**OBJECTIVE:** Rewrite the records from their beginning through the line containing "x=441, y=312", substituting "red lawn mower" for each occurrence of "yellow lawn mower" and leaving all else unchanged. Provide only those lines.

-*-

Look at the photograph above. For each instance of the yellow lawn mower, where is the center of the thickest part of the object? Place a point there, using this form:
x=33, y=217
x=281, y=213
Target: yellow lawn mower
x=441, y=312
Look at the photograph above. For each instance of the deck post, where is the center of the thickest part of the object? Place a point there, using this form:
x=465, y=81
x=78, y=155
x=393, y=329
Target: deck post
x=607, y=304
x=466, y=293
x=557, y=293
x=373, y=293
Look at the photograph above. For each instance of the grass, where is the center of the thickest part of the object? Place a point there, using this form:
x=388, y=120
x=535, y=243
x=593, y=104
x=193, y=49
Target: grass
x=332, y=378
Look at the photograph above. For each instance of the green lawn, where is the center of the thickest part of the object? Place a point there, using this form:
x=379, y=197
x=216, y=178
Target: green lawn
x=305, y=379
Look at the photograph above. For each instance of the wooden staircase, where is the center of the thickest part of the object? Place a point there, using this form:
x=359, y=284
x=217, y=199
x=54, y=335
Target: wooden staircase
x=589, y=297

-*-

**RESULT:**
Look at the photograph above. For each instance of the red lawn mower, where is the center of the thickest part of the object? Place a point there, using this form:
x=33, y=217
x=281, y=213
Target: red lawn mower
x=441, y=312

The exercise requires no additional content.